Mersin Ticaret ve Sanayi Odası (MTSO) Şubat ayı Meclis Toplantısı, Meclis Başkanı Hamit İzol başkanlığında yapıldı. MTSO Meclisi Şubat ayı toplantısının öncelikli konusu Alata Bahçe Kültürleri Araştırma Enstitüsü oldu. Meclis üyeleri, tarımın yalnızca Mersin için değil ülkemiz ve dünya için önemini vurgulayıp, Alata'nın yalnızca 82 dekarının değil, tamamının doğal sit alanı olarak belirlenip korunması gerektiği görüşünde birleşti. Kargıcık Turizm Bölgesi, Mersin Limanı iskele dolgusu ve farklı sektörlerde yaşanan ekonomik gelişmeler de toplantıda ele alındı.
Açılış konuşmasını yapan Meclis Başkanı Hamit İzol, Kesin Korunacak Hassas Alan Olarak tescil edilen Alata Doğal Sit Alanı Sınır Tespit Çalışması ile Kargıcık Turizm Bölgesi’nde planlanan çalışmaları öncelikli olarak görüşeceklerini bildirdi. Ardından turizm projesinde gelinen son nokta ile ilgili Meclis Üyelerini bilgilendiren İzol, geçtiğimiz hafta Vali Ali İhsan Su ve Belediye Başkanlarının katılımıyla kapsamlı bir değerlendirme toplantısı düzenlendiğini, önümüzdeki süreçte de fizibilite çalışmalarının başlayacağını söyledi.

--------------------------------------------------

__Görev__. MTSO meclis toplantısı metninin "Açılış konuşmasını yapan" ile "çalışmalarının başlayacağını söyledi." arasındaki kısmını, her iki ifade de dahil olmak üzere, "geçtiğimiz hafta" yerine "geçen hafta" koyarak güncelleyin ve yeniden yazın. Öğelerin kullanılmasına gerek yoktur.

__Veri Kümesi Öğeleri__.
--------------------------------------------------

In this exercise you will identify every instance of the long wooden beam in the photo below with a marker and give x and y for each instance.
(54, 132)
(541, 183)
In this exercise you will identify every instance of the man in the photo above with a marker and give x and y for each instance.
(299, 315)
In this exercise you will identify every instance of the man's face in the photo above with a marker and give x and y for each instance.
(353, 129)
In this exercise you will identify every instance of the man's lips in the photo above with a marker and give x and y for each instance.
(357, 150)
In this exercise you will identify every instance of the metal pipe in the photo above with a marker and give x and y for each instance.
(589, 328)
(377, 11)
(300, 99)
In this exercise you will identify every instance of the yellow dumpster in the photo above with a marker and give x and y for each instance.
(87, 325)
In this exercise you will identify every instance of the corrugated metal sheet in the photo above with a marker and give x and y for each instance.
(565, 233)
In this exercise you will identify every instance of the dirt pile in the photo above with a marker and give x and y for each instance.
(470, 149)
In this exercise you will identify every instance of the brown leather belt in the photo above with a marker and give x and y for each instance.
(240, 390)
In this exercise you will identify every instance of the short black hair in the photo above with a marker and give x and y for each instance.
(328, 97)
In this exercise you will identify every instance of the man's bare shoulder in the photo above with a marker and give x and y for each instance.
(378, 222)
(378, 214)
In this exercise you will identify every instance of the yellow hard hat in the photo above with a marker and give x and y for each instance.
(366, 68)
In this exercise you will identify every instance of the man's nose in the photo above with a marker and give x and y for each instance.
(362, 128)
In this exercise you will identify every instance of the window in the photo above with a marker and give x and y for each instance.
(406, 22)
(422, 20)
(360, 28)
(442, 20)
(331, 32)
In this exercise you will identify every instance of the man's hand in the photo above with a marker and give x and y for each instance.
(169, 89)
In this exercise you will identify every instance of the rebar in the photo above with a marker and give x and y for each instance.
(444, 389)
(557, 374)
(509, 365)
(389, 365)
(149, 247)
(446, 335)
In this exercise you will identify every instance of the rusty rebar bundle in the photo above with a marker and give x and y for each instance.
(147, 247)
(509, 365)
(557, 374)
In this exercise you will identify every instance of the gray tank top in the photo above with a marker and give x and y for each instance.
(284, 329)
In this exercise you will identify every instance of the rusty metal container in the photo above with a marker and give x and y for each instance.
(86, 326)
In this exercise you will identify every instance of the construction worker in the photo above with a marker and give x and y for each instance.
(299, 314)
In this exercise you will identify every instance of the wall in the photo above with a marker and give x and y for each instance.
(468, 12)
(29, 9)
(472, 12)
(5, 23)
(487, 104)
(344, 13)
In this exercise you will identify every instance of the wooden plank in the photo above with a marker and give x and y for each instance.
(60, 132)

--------------------------------------------------

__Örnek Cevap__.
Açılış konuşmasını yapan Meclis Başkanı Hamit İzol, Kesin Korunacak Hassas Alan Olarak tescil edilen Alata Doğal Sit Alanı Sınır Tespit Çalışması ile Kargıcık Turizm Bölgesi’nde planlanan çalışmaları öncelikli olarak görüşeceklerini bildirdi. Ardından turizm projesinde gelinen son nokta ile ilgili Meclis Üyelerini bilgilendiren İzol, geçen hafta Vali Ali İhsan Su ve Belediye Başkanlarının katılımıyla kapsamlı bir değerlendirme toplantısı düzenlendiğini, önümüzdeki süreçte de fizibilite çalışmalarının başlayacağını söyledi.